+++ PASSAGE PROVIDED

The Group statement of financial position for FY2024 is not re-presented. It presents the assets and liabilities of the discontinued operations as held for sale in compliance with IFRS 5. The assets and liabilities of the Disposal Group are presented on separate line items on the face of the Group statements of financial position for the 2025 financial year only.
The continuing operations for the Group represent the results from the Company’s Zambian operations, its investment in the Tjate Project, and its corporate overheads.

++++++
+++ PROVIDED DATA

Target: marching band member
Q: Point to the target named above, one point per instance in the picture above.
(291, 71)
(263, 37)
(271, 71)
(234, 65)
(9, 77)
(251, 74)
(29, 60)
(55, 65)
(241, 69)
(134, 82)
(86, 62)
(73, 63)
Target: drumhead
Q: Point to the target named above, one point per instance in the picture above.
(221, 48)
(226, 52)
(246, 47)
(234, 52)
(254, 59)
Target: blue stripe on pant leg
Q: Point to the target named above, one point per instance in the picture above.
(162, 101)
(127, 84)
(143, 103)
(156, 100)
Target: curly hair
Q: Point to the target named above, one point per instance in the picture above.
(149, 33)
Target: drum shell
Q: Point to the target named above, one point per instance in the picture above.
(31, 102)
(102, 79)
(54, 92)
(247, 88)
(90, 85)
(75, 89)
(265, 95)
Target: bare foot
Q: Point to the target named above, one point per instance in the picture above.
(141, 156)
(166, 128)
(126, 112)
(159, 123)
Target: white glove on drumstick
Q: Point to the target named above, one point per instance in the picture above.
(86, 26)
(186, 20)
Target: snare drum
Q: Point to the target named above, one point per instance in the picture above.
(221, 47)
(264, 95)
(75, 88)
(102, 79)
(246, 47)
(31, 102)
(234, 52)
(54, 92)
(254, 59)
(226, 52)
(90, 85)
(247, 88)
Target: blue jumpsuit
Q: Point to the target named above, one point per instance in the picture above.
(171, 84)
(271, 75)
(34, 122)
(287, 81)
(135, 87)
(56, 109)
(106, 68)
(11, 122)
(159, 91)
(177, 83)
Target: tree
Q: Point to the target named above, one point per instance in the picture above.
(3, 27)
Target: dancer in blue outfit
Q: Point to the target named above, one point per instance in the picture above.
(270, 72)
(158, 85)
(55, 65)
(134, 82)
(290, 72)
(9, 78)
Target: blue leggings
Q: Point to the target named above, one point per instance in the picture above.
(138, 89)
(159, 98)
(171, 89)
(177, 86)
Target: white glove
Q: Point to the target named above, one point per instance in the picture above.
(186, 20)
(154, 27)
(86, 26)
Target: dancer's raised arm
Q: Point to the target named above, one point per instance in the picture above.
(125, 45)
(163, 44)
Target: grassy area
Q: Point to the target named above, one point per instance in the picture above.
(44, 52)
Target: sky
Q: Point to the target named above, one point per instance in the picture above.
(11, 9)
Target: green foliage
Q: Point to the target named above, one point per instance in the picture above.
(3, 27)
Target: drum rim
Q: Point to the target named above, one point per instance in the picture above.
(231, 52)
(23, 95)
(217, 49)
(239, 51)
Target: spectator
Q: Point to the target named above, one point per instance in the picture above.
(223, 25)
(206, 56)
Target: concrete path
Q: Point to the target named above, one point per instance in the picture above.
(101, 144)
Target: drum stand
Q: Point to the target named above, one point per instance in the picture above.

++++++

#### SHORT TASK A:
Using the passage on the Group's financial reporting, answer these:
(i) Which standard governs how the discontinued operations' assets and liabilities are presented as held for sale?
(ii) Is the Group statement of financial position for FY2024 re-presented?
(iii) For which financial year only are the Disposal Group's assets and liabilities shown on separate line items?
#### SHORT TASK B:
List every component that the passage on the Group's financial reporting says makes up the Group's continuing operations.
#### SHORT TASK C:
Resume the passage on the Group's financial reporting after its last sentence, in the same technical voice.

#### FINAL ANSWER A:
(i) IFRS 5
(ii) No
(iii) The 2025 financial year

#### FINAL ANSWER B:
- The Company's Zambian operations
- Its investment in the Tjate Project
- Its corporate overheads

#### FINAL ANSWER C:
Highlights for the year ended 30 June 2025
· Major focus point for the copper operations has been to advance the Company’s Three-Pillar Strategy through a structured investment program and to lay the foundation for copper growth. The investment specifically targeted the Roan operations and the Molefe Mine’s expanded Pit 2. The investment program that impacted copper production over the period, has already delivered significant performance during Q1 FY2026
o Success of the capital investments already reflecting in the operational results for Q1 FY2026 with production up by 65.5% from Q4 FY2025 to 938t of copper units
o Successful completion of Pit-2 at Molefe Mine with commencement of operations in Q1 FY2026 allowing the staggered increase in the delivery of high-grade ROM to Sable from 3 500tpm to 4 500tpm during November and targeting an 8 500tpm run rate from Q3 FY2026
o Operational performance at Roan concentrator has stabilised with a 65.1% increase in copper output compared with the previous quarter, meeting its current feed rate target of 30 000tpm with the option to increase throughput to 45 000tpm post the current rainy season. The copper feed grade to Roan has maintained the targeted grade of an average of 1.6% copper (Cu)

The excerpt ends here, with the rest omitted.